BEGIN
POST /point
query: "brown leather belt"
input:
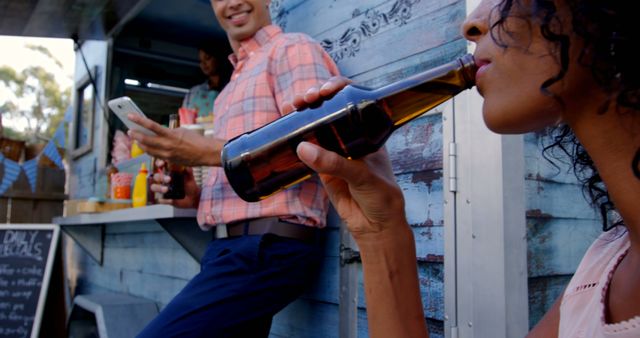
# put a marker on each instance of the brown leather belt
(269, 225)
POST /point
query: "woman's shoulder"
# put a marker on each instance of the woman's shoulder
(606, 248)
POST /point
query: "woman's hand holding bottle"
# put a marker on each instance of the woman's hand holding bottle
(363, 191)
(191, 189)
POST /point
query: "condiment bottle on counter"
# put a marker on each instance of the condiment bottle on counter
(139, 196)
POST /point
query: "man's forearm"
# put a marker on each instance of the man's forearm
(210, 153)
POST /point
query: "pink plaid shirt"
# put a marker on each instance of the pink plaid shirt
(270, 68)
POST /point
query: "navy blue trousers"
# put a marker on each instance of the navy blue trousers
(243, 282)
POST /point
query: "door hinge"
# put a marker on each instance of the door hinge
(454, 332)
(453, 167)
(348, 255)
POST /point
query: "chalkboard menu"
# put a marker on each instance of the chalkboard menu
(26, 258)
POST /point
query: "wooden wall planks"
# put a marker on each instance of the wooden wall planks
(560, 224)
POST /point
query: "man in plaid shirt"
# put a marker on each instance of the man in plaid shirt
(263, 254)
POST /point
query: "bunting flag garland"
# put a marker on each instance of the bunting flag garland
(11, 172)
(12, 169)
(51, 151)
(31, 169)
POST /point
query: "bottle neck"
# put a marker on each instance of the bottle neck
(406, 99)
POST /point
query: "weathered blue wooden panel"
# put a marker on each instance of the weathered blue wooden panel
(375, 41)
(296, 319)
(82, 177)
(543, 292)
(431, 276)
(560, 224)
(557, 200)
(556, 246)
(417, 146)
(537, 167)
(364, 36)
(304, 318)
(423, 197)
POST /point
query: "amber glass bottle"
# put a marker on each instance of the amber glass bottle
(176, 186)
(355, 122)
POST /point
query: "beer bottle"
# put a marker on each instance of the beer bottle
(176, 186)
(355, 122)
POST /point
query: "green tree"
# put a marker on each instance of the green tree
(48, 101)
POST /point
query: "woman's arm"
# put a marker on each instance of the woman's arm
(394, 306)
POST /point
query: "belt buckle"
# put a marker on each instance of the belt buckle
(221, 231)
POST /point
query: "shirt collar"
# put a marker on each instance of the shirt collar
(261, 38)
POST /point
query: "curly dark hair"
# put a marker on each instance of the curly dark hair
(608, 30)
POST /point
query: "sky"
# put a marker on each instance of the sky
(14, 53)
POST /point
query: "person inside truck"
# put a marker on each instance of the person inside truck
(263, 254)
(567, 65)
(201, 97)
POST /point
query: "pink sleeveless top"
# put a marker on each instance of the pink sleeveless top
(582, 309)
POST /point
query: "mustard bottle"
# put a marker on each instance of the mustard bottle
(136, 150)
(139, 196)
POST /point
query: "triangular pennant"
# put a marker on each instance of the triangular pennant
(59, 136)
(11, 172)
(31, 169)
(52, 153)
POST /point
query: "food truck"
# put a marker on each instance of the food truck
(491, 218)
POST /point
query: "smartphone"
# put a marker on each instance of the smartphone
(123, 106)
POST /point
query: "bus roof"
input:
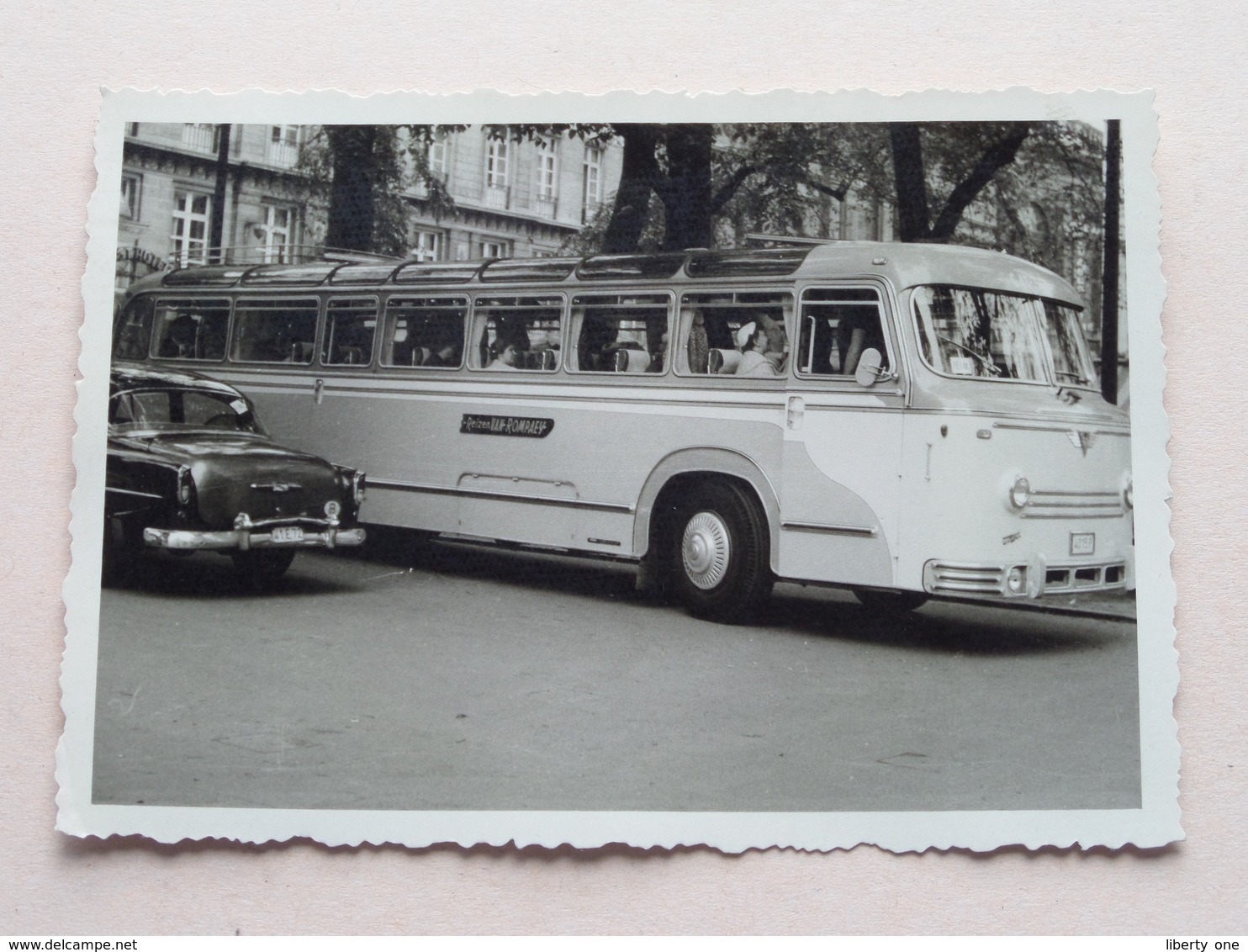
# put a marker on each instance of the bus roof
(905, 265)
END
Repeat the data word for word, minus any pictures.

POST /point
query: "brown leather belt"
input:
# put a marker on each instance of the brown leather belt
(269, 225)
POST /point
query: "woman's shoulder"
# put a marker on each instance of the woman's shoulder
(606, 248)
POST /point
query: "woman's hand holding bottle"
# put a marker on each instance of the woman's hand holding bottle
(363, 191)
(191, 189)
POST /point
query: "condiment bottle on counter"
# put a marker on each instance of the condiment bottle on counter
(139, 196)
POST /point
query: "man's forearm"
# put a marker on each instance of the man's forearm
(210, 153)
POST /point
query: "pink plaid shirt"
# put a marker on each instance of the pink plaid shirt
(270, 68)
POST /point
query: "navy blue trousers"
# put a marker on each instance of the navy blue trousers
(243, 282)
POST /point
query: "door hinge"
# put a marker on each instance of the door hinge
(454, 332)
(453, 167)
(348, 255)
POST /point
query: "chalkboard menu"
# put a marker on each instance of the chalkboard menu
(26, 258)
POST /point
query: "wooden wall planks"
# put a marker on each instance of the wooden wall planks
(560, 224)
POST /point
query: "man in plaid shirt"
# put a marker on each instance of the man in plaid shirt
(263, 254)
POST /point
query: "bunting flag garland"
# put a marker on each instance of the bunting flag garland
(11, 172)
(12, 169)
(51, 151)
(31, 169)
POST /point
query: "bottle neck"
# put a marker on each instance of the bottle neck
(406, 99)
POST /point
query: "weathered blue wooden panel"
# put a marker on each instance of the weathered blue wooden panel
(375, 41)
(296, 319)
(82, 177)
(543, 292)
(431, 276)
(560, 224)
(557, 200)
(556, 246)
(417, 146)
(537, 167)
(364, 36)
(304, 318)
(423, 197)
POST /point
query: "amber glass bottle"
# put a marker on each instance of the amber glass bottle
(176, 186)
(355, 122)
POST /point
query: "beer bottle"
# put a marker on each instance of the beer bottle
(176, 186)
(355, 122)
POST /point
query: "green tree"
# put a marker on each instance of the green tree
(48, 101)
POST /point
query: "woman's arm"
# put a marker on each instance of the woman's arm
(394, 306)
POST /point
query: "belt buckle"
# put a marker on each instance of the belt buckle
(221, 231)
POST /point
query: "shirt collar"
# put a marker on each instance of the shirt collar
(261, 38)
POST /point
query: "curly dark hair"
# put a marker on each instance of the curly dark hair
(608, 30)
POST /point
query: "sky"
# put a marker on each instance of the sky
(14, 53)
POST /point
query: "person inside truck"
# put a marker on each instance of the person inside truck
(263, 254)
(567, 65)
(201, 97)
POST /point
query: "pink sleeveless top"
# put a marker on each instance of the pink sleeveless top
(582, 309)
POST /point
query: "mustard bottle"
# put a marker on each instance of the mustard bottle
(136, 150)
(139, 196)
POST /point
query: "triangular pennant"
# put a marker on each instance of the triangular pennant
(59, 136)
(11, 172)
(31, 169)
(52, 153)
POST /point
query: "food truck"
# put a marker on each instance of the food truck
(491, 218)
POST /point
query: "smartphone"
# put a marker on each instance of the smartphone
(123, 106)
POST /point
query: "bus roof"
input:
# put a marker on each instance of the bus roof
(905, 265)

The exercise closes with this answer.